Required work:
Set down exactly the lines below, starting at the one that contains "Q: Tag each instance of the modern" and ending at the one that contains "Q: Tag each instance of the tree", with both of those lines included and nothing else.

The input:
--- START ---

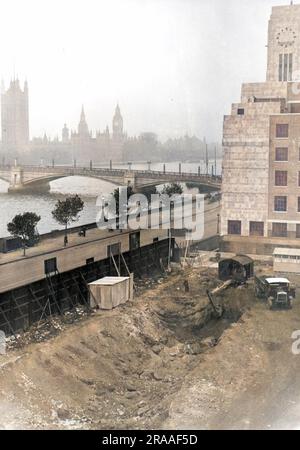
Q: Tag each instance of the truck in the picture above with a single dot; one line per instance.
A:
(278, 292)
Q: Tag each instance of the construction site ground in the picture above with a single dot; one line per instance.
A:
(161, 361)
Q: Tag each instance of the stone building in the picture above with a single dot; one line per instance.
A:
(14, 116)
(261, 148)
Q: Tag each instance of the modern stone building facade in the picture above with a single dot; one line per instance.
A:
(261, 147)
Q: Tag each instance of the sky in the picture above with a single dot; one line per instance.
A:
(174, 66)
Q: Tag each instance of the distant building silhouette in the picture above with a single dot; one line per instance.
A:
(14, 116)
(80, 144)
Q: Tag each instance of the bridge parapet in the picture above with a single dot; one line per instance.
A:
(29, 177)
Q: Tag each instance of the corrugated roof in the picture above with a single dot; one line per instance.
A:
(241, 259)
(109, 281)
(286, 251)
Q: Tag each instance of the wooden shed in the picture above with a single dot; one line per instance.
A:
(239, 267)
(109, 292)
(286, 260)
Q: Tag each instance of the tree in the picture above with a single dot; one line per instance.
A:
(148, 191)
(23, 226)
(171, 189)
(67, 211)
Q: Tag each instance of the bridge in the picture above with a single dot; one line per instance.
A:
(29, 178)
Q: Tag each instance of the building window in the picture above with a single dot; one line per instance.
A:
(50, 266)
(113, 249)
(282, 130)
(134, 241)
(234, 227)
(281, 154)
(256, 229)
(285, 67)
(279, 230)
(280, 178)
(280, 204)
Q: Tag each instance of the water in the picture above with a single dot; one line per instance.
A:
(88, 188)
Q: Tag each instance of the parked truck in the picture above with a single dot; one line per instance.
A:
(278, 292)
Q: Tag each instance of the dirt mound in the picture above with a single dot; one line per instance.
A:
(116, 369)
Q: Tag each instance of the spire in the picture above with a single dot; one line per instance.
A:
(83, 129)
(82, 115)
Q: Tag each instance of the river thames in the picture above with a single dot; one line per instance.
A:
(88, 188)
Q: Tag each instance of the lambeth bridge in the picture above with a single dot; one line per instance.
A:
(29, 178)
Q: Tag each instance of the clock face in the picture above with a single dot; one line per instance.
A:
(286, 37)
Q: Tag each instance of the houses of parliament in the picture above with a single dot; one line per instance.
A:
(77, 145)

--- END ---

Completed task:
Q: Tag each instance of the modern stone building facade in the picture above with a single dot; one line per instance.
A:
(261, 147)
Q: Tag each instance of the sky in the picture above with a single dot; one line per instance.
A:
(174, 66)
Q: Tag each instance of the distant building silhouette in the picture above with a single dot; one line per instance.
A:
(14, 116)
(80, 144)
Q: Tag each instance of the bridge parapet in the picture above with a single dot; one line per instance.
A:
(29, 177)
Q: Tag each instance of the corrugated roof in the picture above with a single dot; one line per instance.
A:
(241, 259)
(109, 281)
(286, 251)
Q: Tag each instance of the wooden shed in the picture above with a single dot; one line per instance.
A:
(239, 267)
(109, 292)
(286, 260)
Q: Tag each instance of the tree in the picture above with a single dot; one line per instance.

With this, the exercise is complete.